**ASSIGNMENT:**
Please count how many lines of the listing below contain the string "positive", treating uppercase and lowercase as different, and reply with only that number.
─── DATA FOR ANALYSIS ───
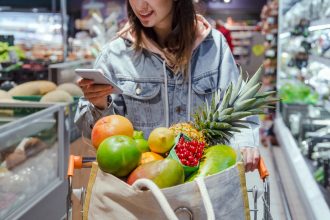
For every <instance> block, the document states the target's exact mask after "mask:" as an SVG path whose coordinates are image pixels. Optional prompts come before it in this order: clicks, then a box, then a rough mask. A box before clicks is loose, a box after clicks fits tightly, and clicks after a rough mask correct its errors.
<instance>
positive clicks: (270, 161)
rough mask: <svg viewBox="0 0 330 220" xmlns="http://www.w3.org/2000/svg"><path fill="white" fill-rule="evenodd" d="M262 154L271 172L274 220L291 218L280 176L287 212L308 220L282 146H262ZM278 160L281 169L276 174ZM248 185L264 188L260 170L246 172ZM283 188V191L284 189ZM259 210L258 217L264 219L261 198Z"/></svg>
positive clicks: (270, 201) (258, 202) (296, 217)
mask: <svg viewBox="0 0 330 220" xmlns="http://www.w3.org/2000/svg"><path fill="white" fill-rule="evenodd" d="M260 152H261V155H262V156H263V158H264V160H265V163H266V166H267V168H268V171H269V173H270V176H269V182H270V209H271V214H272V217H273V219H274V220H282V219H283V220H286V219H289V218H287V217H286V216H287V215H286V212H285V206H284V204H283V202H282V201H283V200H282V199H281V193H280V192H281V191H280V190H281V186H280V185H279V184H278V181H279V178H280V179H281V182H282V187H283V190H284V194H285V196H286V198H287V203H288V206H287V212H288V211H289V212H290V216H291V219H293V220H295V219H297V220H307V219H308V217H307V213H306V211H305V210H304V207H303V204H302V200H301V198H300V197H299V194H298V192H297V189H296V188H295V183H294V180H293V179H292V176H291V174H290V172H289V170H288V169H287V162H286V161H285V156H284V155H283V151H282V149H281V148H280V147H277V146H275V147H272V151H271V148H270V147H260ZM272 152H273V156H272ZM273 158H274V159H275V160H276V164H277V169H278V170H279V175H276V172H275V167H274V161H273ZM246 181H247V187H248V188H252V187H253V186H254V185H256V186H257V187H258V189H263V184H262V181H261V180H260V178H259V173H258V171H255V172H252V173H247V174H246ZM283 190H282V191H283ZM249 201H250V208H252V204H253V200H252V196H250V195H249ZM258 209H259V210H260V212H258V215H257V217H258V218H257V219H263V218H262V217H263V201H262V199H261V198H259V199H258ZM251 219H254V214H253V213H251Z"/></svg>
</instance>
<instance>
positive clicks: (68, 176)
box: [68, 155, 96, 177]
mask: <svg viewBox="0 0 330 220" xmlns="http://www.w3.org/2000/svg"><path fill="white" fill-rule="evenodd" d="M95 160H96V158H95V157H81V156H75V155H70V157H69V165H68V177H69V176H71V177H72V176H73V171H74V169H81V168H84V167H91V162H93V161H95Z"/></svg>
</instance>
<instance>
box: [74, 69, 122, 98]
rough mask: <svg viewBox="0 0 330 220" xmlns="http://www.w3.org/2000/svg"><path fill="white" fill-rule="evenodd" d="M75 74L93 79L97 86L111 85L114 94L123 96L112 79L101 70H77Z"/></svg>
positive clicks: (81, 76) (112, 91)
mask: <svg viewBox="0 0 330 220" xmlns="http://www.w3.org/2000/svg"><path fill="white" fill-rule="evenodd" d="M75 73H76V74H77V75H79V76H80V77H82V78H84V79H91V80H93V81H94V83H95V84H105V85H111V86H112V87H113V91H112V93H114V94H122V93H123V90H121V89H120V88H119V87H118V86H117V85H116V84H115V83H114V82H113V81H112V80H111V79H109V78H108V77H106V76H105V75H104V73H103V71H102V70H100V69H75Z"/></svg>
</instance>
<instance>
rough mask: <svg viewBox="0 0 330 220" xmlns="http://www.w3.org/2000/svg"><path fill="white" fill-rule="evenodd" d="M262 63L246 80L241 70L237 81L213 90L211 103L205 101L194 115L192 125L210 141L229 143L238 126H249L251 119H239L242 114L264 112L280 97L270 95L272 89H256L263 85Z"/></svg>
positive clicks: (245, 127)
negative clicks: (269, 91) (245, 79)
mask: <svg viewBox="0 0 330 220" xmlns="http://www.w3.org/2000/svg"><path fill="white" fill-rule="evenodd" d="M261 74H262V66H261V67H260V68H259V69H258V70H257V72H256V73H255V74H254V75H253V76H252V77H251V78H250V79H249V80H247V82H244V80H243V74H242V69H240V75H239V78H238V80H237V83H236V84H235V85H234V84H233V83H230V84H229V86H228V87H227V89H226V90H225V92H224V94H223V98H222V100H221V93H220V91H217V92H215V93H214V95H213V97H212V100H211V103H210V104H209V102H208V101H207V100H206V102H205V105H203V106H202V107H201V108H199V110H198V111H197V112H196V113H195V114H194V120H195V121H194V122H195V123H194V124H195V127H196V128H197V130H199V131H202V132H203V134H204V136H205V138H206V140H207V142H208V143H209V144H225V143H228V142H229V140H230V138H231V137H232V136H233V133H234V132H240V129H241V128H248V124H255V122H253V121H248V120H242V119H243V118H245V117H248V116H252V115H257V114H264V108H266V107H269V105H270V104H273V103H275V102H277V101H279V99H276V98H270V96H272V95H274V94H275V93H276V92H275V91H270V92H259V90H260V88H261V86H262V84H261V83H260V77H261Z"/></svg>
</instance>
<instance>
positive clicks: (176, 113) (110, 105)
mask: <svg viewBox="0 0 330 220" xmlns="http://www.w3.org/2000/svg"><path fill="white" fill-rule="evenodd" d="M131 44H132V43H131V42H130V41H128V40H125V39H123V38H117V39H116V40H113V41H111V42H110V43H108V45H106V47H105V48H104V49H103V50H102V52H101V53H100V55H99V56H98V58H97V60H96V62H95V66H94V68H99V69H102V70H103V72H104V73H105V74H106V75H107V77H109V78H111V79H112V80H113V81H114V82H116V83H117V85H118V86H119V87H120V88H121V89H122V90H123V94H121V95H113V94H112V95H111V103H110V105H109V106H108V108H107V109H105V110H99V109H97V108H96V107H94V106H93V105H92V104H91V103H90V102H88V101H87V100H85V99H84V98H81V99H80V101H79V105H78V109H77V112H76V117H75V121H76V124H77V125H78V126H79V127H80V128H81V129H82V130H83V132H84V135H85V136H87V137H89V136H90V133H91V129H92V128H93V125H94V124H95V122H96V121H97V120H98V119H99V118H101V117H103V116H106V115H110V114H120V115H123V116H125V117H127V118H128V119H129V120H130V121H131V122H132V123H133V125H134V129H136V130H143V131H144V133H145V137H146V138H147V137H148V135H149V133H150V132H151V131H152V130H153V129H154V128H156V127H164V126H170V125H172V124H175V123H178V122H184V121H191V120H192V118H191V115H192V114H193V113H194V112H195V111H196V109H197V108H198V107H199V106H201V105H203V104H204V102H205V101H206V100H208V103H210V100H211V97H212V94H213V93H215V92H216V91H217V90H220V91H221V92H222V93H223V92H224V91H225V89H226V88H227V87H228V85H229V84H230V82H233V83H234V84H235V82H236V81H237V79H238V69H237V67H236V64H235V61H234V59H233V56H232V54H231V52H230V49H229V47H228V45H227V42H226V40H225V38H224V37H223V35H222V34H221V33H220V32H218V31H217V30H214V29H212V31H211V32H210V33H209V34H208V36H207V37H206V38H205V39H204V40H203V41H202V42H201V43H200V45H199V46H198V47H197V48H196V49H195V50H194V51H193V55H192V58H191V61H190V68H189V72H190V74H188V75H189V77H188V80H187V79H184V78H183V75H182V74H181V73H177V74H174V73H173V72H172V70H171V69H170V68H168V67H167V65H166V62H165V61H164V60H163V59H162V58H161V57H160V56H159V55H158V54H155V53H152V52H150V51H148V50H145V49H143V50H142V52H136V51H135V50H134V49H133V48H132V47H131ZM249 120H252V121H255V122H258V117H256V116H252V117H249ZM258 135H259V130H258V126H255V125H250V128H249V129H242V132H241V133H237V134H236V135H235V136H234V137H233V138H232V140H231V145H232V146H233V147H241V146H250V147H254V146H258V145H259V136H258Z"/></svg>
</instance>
───
**REPLY TO THE TASK:**
6